Lines of data
_ _ _ _ _

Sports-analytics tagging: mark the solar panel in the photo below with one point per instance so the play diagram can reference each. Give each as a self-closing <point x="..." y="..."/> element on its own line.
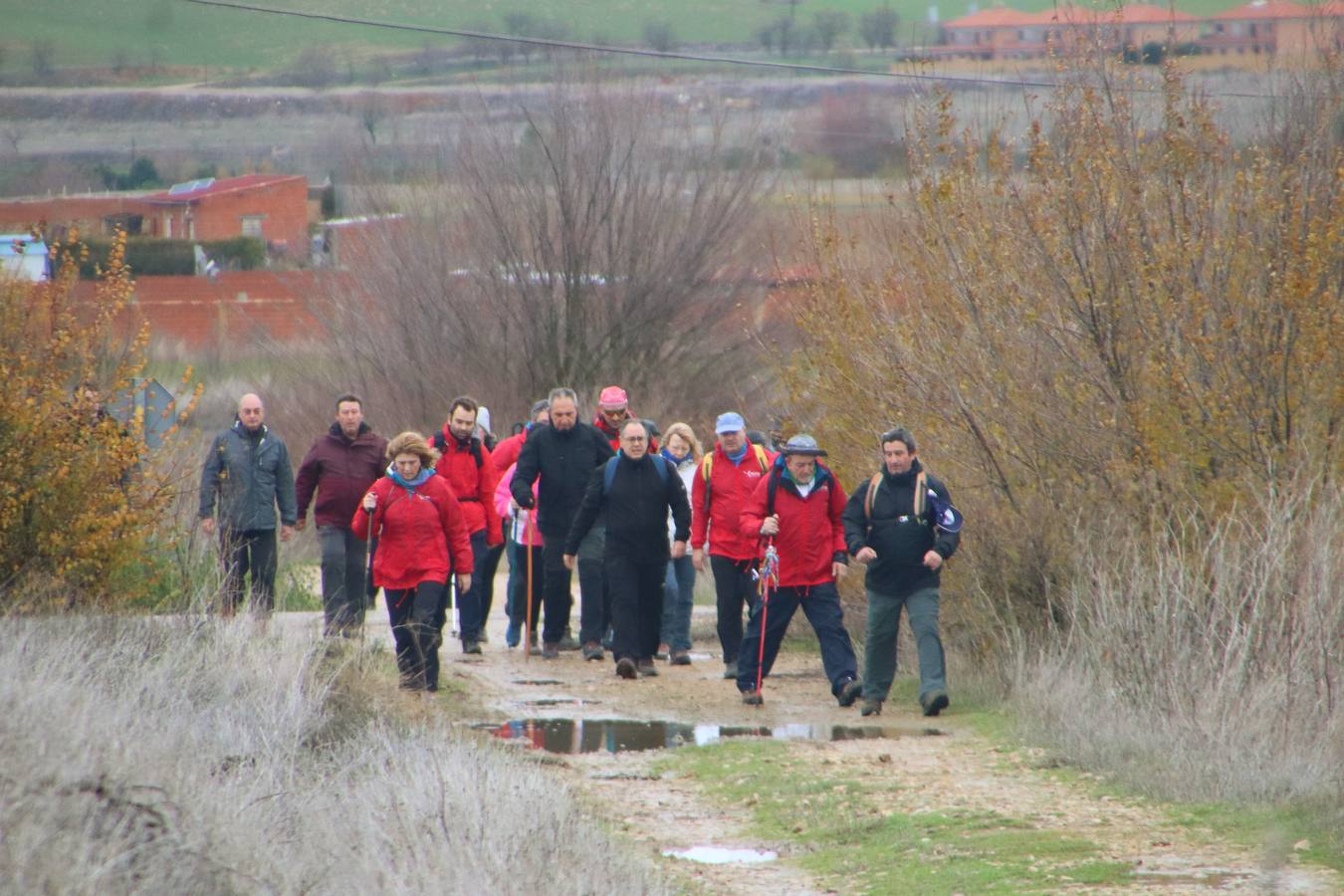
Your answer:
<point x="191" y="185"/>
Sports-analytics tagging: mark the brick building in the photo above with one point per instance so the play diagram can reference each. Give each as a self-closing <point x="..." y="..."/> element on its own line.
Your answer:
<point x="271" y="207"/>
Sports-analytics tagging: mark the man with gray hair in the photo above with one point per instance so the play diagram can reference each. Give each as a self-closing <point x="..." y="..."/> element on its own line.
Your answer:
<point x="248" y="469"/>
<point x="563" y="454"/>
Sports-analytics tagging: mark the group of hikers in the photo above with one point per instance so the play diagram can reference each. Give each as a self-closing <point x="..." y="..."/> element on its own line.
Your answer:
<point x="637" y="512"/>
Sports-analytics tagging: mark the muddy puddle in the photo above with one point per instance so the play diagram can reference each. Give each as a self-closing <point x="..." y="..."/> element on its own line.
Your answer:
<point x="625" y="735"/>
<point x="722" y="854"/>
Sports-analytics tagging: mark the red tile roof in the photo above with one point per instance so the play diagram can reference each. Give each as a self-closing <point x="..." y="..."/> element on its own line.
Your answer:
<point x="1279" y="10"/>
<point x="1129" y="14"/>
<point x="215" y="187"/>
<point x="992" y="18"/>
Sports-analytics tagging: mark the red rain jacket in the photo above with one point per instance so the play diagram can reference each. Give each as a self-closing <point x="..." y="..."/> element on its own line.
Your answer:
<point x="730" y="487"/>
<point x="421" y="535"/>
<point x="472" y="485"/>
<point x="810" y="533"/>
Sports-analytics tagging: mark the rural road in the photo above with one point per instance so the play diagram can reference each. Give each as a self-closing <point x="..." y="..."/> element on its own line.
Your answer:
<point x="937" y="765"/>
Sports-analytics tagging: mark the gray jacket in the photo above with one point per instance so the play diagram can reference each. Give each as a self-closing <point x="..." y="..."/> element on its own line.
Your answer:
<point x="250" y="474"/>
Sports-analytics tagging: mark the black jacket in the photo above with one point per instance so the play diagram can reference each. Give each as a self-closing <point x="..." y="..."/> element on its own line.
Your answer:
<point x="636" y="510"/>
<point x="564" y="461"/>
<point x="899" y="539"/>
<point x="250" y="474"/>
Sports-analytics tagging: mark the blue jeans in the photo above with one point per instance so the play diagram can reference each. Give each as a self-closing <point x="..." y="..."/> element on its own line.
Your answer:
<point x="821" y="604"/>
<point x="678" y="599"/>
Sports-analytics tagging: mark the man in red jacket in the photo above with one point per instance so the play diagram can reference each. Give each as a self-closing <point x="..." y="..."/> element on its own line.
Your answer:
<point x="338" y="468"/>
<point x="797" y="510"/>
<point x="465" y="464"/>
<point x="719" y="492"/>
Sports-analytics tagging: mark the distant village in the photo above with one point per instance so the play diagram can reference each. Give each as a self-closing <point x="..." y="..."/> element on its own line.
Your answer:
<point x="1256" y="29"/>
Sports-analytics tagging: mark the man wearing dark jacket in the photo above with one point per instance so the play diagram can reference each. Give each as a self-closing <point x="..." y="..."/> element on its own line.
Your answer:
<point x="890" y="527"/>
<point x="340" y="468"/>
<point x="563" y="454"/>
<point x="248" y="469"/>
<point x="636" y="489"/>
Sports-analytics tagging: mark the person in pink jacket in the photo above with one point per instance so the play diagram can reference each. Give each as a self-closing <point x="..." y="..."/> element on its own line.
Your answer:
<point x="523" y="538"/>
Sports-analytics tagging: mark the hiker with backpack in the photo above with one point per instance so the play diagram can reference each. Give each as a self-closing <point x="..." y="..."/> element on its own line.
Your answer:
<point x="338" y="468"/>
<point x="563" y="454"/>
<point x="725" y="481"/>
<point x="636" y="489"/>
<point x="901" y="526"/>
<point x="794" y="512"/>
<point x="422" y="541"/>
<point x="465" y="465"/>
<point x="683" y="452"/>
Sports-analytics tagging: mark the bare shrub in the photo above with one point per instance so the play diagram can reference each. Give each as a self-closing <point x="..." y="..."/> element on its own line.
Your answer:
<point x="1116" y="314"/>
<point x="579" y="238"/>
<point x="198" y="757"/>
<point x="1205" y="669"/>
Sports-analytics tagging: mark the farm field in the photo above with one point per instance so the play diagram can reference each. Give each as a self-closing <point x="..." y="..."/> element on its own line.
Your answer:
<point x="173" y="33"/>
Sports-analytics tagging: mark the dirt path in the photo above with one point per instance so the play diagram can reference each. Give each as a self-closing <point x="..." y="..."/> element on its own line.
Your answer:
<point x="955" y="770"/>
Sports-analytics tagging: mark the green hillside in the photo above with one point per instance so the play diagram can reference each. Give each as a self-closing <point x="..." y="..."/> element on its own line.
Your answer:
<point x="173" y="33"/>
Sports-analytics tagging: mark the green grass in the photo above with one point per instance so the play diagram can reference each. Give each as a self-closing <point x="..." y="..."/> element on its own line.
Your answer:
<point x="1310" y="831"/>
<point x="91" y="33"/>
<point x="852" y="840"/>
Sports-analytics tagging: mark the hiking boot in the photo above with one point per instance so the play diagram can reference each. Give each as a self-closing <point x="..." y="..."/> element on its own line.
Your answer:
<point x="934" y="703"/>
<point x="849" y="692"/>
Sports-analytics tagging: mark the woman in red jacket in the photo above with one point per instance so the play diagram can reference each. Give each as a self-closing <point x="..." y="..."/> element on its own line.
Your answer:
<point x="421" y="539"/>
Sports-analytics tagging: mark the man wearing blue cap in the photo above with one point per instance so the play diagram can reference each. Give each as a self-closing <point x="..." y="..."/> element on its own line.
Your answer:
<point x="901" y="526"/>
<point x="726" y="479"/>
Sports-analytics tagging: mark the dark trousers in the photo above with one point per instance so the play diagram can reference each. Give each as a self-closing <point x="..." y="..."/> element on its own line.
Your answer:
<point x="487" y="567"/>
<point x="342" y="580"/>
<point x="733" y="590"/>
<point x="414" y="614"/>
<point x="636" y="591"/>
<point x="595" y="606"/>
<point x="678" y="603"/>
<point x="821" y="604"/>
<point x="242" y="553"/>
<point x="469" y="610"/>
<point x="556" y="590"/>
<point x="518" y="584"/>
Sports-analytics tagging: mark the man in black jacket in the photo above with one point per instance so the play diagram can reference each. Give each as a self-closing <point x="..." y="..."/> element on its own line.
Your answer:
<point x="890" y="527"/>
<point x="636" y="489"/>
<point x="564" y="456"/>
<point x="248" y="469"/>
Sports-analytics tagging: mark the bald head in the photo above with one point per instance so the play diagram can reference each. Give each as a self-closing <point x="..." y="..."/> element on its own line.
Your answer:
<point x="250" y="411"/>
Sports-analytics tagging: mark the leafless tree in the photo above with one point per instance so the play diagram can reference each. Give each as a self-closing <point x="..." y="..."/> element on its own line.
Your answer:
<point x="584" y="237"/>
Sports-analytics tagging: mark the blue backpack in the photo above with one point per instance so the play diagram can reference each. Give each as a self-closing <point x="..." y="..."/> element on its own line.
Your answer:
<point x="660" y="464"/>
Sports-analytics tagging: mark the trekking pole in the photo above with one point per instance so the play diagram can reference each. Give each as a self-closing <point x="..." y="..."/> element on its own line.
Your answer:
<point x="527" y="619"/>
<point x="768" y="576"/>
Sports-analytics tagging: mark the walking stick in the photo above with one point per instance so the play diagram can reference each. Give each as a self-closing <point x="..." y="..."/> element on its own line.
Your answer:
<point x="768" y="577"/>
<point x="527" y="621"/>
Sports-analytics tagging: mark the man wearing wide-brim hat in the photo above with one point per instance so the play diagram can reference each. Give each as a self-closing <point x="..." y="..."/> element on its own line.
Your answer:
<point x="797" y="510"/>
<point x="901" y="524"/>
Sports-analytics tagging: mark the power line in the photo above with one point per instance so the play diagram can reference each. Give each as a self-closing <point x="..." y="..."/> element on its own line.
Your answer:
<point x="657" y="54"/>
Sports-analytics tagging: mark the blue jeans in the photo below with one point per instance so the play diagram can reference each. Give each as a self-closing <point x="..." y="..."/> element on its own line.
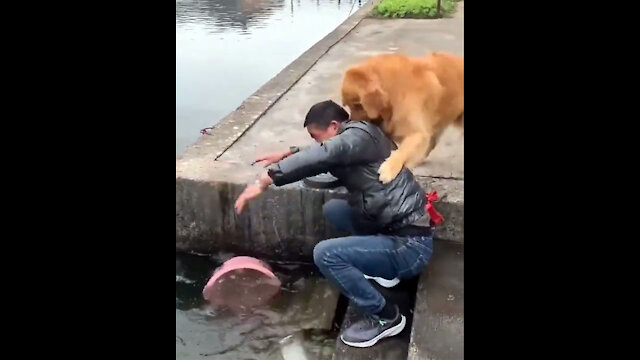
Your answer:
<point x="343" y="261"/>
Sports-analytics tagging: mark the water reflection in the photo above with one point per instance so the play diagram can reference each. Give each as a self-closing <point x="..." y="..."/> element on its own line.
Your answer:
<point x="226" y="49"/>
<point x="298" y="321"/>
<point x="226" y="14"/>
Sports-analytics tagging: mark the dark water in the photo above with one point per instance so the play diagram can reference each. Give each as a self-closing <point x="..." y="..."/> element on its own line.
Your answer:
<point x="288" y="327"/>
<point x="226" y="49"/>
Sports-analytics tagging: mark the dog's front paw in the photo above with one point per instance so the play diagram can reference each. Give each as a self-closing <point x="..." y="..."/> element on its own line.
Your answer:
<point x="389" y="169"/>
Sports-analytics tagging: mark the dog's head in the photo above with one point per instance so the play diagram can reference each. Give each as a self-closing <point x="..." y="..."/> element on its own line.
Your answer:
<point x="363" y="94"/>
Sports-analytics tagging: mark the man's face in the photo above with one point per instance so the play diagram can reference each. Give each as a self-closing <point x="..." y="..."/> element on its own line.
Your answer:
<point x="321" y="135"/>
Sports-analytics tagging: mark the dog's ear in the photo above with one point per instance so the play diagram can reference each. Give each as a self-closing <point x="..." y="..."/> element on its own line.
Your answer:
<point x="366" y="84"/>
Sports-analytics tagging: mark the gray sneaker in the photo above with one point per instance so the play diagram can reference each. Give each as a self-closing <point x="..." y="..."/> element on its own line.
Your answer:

_ _ _ _ _

- [What you will do]: Repeat the lines from the one containing "Sports-analytics tagging: mark the man's" through the end of the listing, exactly and without any other lines; both ends are included.

- [Response to the exercise]:
Sports-analytics tagging: mark the man's face in the photo above with one point per instance so the play diagram can reference each. Give each as a self-closing <point x="..." y="..."/> element on its own line.
Your answer:
<point x="321" y="135"/>
Sports-analytics tagging: mark the dog's ear in the photo above with one point per instance so the play diagram can reference each. Give each as a self-closing <point x="..." y="..."/> element on its own line.
Your answer:
<point x="366" y="84"/>
Sports-analytics tagging: mark the gray sneaker in the photo above with one point per instance so the play diagram can reference each. Give each as a self-closing <point x="..." y="..."/> element on its own line.
Your answer:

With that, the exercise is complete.